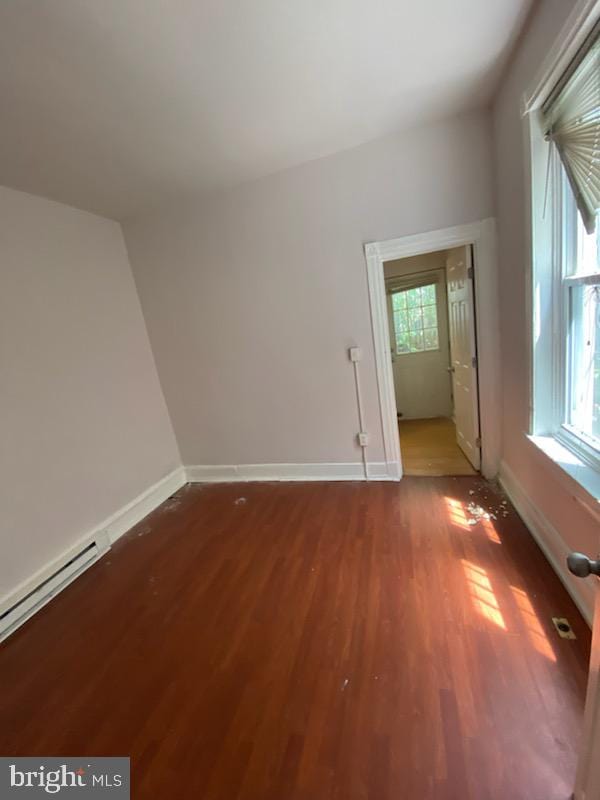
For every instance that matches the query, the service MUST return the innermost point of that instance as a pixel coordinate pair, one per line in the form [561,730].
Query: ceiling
[116,105]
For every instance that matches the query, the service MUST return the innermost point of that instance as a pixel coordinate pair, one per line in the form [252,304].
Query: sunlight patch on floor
[482,594]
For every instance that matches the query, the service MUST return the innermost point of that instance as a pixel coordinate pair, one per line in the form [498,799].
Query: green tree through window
[415,319]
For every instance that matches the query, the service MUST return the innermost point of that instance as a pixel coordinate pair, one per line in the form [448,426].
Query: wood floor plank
[311,642]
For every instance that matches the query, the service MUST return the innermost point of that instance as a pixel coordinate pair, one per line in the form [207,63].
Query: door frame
[482,236]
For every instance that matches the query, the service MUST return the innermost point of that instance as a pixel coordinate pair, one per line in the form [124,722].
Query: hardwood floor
[429,447]
[309,642]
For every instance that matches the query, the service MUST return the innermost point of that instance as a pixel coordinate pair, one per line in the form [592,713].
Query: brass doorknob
[582,566]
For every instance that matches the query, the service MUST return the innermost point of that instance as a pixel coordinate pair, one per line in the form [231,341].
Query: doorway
[482,288]
[433,353]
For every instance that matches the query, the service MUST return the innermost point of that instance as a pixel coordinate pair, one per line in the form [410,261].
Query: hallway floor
[428,447]
[311,641]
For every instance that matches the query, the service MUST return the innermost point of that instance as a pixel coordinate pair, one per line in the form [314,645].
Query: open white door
[587,785]
[463,351]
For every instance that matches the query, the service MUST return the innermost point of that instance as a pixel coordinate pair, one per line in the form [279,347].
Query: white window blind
[572,121]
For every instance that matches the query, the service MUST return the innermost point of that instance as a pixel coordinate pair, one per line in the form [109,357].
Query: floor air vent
[20,611]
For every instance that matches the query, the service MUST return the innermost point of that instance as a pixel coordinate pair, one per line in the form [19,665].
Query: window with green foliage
[415,319]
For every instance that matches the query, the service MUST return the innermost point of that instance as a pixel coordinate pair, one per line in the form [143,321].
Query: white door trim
[482,235]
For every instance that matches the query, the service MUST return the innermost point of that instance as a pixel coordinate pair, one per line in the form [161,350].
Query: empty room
[300,399]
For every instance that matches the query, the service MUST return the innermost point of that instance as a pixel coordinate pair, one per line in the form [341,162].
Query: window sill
[566,460]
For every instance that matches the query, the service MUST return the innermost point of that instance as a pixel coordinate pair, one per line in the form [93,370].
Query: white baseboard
[125,518]
[102,535]
[350,471]
[550,542]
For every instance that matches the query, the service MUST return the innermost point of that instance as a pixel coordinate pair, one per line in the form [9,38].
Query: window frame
[555,249]
[399,290]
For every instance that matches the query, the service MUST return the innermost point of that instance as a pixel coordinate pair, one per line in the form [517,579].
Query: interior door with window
[463,351]
[419,345]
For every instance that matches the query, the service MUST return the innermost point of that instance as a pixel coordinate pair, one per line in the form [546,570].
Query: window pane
[415,319]
[398,300]
[414,310]
[400,321]
[416,341]
[429,317]
[585,360]
[402,343]
[430,337]
[413,297]
[428,294]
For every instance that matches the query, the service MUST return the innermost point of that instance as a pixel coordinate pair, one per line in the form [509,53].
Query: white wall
[421,380]
[251,297]
[83,423]
[542,481]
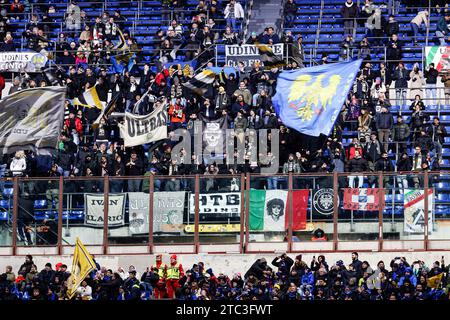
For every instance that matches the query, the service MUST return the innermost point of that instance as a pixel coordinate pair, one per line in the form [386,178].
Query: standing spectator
[233,12]
[431,75]
[229,37]
[298,51]
[16,7]
[400,135]
[417,82]
[18,164]
[373,151]
[364,50]
[346,48]
[384,122]
[416,23]
[393,51]
[418,118]
[392,26]
[446,80]
[364,123]
[290,12]
[442,30]
[356,165]
[194,38]
[73,18]
[361,87]
[401,77]
[134,168]
[437,132]
[174,273]
[349,13]
[270,37]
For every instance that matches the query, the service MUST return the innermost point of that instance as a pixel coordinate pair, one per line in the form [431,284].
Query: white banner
[94,209]
[275,210]
[139,130]
[216,206]
[414,211]
[168,209]
[22,61]
[248,54]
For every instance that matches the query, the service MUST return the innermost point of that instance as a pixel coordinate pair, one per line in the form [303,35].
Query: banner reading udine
[269,208]
[414,210]
[440,56]
[309,100]
[32,119]
[168,209]
[248,54]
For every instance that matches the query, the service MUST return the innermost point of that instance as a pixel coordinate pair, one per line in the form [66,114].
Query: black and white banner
[248,54]
[94,209]
[139,130]
[22,61]
[322,201]
[217,206]
[168,209]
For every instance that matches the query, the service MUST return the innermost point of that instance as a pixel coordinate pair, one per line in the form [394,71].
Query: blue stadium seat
[4,204]
[76,215]
[442,197]
[8,192]
[40,204]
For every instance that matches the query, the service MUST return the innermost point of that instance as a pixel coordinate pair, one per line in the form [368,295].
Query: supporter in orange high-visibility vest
[174,274]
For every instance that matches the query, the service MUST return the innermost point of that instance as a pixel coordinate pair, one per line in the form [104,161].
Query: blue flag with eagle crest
[309,100]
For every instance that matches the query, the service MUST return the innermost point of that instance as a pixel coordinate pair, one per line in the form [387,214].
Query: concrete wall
[228,264]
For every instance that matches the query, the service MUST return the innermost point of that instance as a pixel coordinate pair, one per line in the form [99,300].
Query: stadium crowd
[242,98]
[282,279]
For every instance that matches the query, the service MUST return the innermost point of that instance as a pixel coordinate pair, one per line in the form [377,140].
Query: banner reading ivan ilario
[414,210]
[217,207]
[168,209]
[22,61]
[248,54]
[440,56]
[94,206]
[139,130]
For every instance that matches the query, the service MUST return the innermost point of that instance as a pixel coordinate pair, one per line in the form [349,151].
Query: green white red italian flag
[269,210]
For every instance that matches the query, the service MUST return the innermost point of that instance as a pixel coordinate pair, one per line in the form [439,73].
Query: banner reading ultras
[139,130]
[440,56]
[248,54]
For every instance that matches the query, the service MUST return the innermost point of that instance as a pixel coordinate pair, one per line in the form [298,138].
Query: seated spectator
[442,30]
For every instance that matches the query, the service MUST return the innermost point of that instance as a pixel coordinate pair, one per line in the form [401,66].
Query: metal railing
[341,225]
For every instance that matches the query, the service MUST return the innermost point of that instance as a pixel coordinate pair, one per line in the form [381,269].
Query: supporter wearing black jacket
[424,142]
[284,264]
[257,269]
[47,275]
[373,149]
[357,164]
[392,26]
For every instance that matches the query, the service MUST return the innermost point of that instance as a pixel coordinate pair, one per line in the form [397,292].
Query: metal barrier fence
[205,213]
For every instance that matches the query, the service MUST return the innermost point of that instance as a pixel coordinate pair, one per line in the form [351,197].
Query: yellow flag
[82,265]
[435,281]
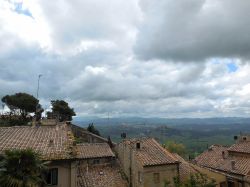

- What is needed -
Repeat the data above exactly, images excluded.

- Exercise result -
For every instance that matches the query, the service MUST return the innermost point of that instance as a pixel coordinate pair, one per line in the form [561,730].
Query: ceiling
[116,105]
For every instance that matches the query, the service MUST return the innermost point of that instance as a pixel coordinate pair, one per line in the form [252,304].
Query: sunlight patch on floor
[482,594]
For every instance that matches the query, the service MUST return the innermost point of that instance as a pixel coordinate pair, one per line in the form [498,799].
Query: green tree through window
[415,319]
For every instance that matches the query, the service MUST return the innermost point of that instance as a pixel coordinate pair, one per line in the form [448,426].
Query: wood floor plank
[311,642]
For every instance that matches the query, the service MUST return the innermost point of that instance as a pixel coordinate pair, one per line in the form [207,63].
Query: door frame
[482,236]
For every instance that matches the query, the service MUST return the innermost point of that instance as a pixel coordinate pair, one per line in the form [124,722].
Query: hardwood floor
[429,447]
[309,642]
For every instance that matches the query, the service MUST return the innermost point of that instance as a pixel coordinate pair, one per line in the form [592,713].
Query: brass doorknob
[582,566]
For every instance that matches the query, the service MUST return the innermost point of that instance as a pixel coordinate pair, one per line in the form [231,341].
Query: doorway
[482,288]
[433,353]
For every instance that matches the query, the service MUST return the innermost point of that instance as a pixel coordinate pair, one per line in the form [410,261].
Query: hallway floor
[428,447]
[311,641]
For every instance that matches the query, the service MUST return the innermost point of that instance as a pixel coordinate pair, one per line in the form [314,645].
Query: open white door
[587,785]
[463,351]
For every instance that matches the query, the service MUST return the innermost point of that instance as a pixel coordinate pair, one per line in the form [279,347].
Query: white window blind
[572,121]
For every instance that matches the query, the service MUST return the innermost point of that instance as a pixel coordinate pair, one per line in the form [109,357].
Query: floor air vent
[20,611]
For every instance that matches the query, the service MUST return the innermost point of that instance as a pixel coordinate pair, one per line in the form [19,665].
Query: window with green foliage
[415,319]
For every instance that matches the query, the service MUST return the innermost point of that instance as a pixel coordinate pair, one per line in the form [143,321].
Query: white door trim
[482,235]
For every instance that matches the query, the service MUST return the innermost point of that instance as a pixel coordinate pair, one per line in the form [161,350].
Query: empty room
[300,399]
For every instance that matches the query, the service MUST return the innermost point of that instance as a pixel coordinate pair, one per line in the form [341,162].
Query: window sill
[566,460]
For every instance that matches the query, the service MUST return the innermost point of that instance as a pixel coordinate pair, one per line in the form [93,370].
Query: white baseboard
[125,518]
[102,535]
[350,471]
[550,542]
For every instance that matches the query, the service MUST return the innermost point of that instance as a pixel coordinate pair, one per line in the form [9,38].
Query: window frame
[555,249]
[399,290]
For every instance that matches the query, the service MUST return the innermost point of that instance as a pixel coordinate pair, one per line in the form [517,579].
Query: interior door with window
[463,351]
[419,345]
For every instance that matches the query, the service MUST return the innermost point of that instance as a pixel coordinate pair, one per line in the form [546,570].
Query: window pane
[415,319]
[398,300]
[414,310]
[400,321]
[416,341]
[429,317]
[585,360]
[402,343]
[430,337]
[413,297]
[428,294]
For every instance that matches the query, the service MUST return the innermost point of that instance as a pixel coordinate pair, one per line in the form [509,53].
Query: white wall
[421,380]
[251,297]
[83,423]
[542,481]
For every instance that matches the query, the service MUST return the innermost point of that instance as a pixel coordinate pair, one per line in the form [386,178].
Query: standing spectator
[233,12]
[431,75]
[229,37]
[298,51]
[16,7]
[400,135]
[417,82]
[18,164]
[373,151]
[364,50]
[346,48]
[384,122]
[416,23]
[393,51]
[418,118]
[392,26]
[446,80]
[364,123]
[290,12]
[442,30]
[356,165]
[194,38]
[73,18]
[361,87]
[401,77]
[134,168]
[437,132]
[174,273]
[349,13]
[270,37]
For every instance that matches the query, the service MUST return the innermost point of that instance as a pixel coordinate pair, one per line in the form [431,284].
Query: white banner
[94,209]
[275,210]
[139,130]
[216,206]
[414,211]
[168,209]
[22,61]
[248,54]
For every instance that matches the query, the service MUST return the innermost point of that instance as a pixel coordinate pair, one per line in the form [303,35].
Query: banner reading udine
[269,208]
[414,210]
[440,56]
[309,100]
[32,119]
[168,209]
[248,54]
For every instance that matches the query, the service MUST return the innermost point of that instance as a pixel coordinate pair, one per line in the form [66,114].
Query: black and white banner
[248,54]
[94,209]
[139,130]
[22,61]
[322,201]
[217,206]
[168,209]
For every instance that matches the query, the service MUST return the innermost point of that instance as a pixel coordinate pair, one per line in the form [394,71].
Query: blue stadium seat
[4,204]
[76,215]
[442,197]
[8,192]
[40,204]
For every instance that matches the query, the service MUST return the innermost point of that instance as a pixel coordinate pair, one per line in the form [368,295].
Query: supporter in orange high-visibility vest
[174,274]
For every instance that matches the query, the service MUST return the innermost point of that instance as a pixel coordinate pair, one per line in the form [104,161].
Query: blue flag with eagle crest
[309,100]
For every instance that matches the query, the service MUST return the innermost point of that instance as a pixel coordinate pair, one per line in the form [387,214].
Query: concrete wall
[228,264]
For every instance that matches the query, the service MUST return the innermost point of that instance as a pixel coordinate pair, one per line in the form [99,300].
Query: stadium crowd
[242,98]
[282,279]
For every instance that matches the query, the service MUST return the innermost point of that instance as a pixel coordinate pair, one per line in the form [377,140].
Query: banner reading ivan ilario
[414,210]
[217,207]
[168,209]
[22,61]
[248,54]
[440,56]
[94,206]
[139,130]
For every instance that matches the query, the service MUST return the innermost point of that instance as a pixel coordinate pair, one per line in the form [349,151].
Query: green white red italian flag
[269,210]
For every instance that matches the query, the service MUST return the innermost point of that instance as a pixel coordinate pair, one per line in the form [439,73].
Query: banner reading ultras
[139,130]
[440,56]
[248,54]
For every instance that matches the query, the service MUST return the innermost point of that instance as a pixel coordinate pair, one per line in the form [298,138].
Query: seated spectator
[442,30]
For every instance that matches the query, the service MUST return the innermost point of that instance as a pixel coordinate pair, one per line in the form [401,66].
Query: metal railing
[341,225]
For every instance that matches the query, the service MUST return the innermost point of that instance as a pixel coordinate pair, one per line in the form [381,269].
Query: supporter wearing black jacket
[424,142]
[284,264]
[257,269]
[47,275]
[373,149]
[357,164]
[392,26]
For every instance that matches the query, the service MUST return the innermost point of that instance as a pixel coordinate pair, one per line in the form [397,292].
Query: metal barrier fence
[205,213]
For every instance that matches the query, the service MUST return the innermost point of that instance as a pixel coordinate pair, one per line in the form [351,197].
Query: yellow flag
[82,265]
[435,281]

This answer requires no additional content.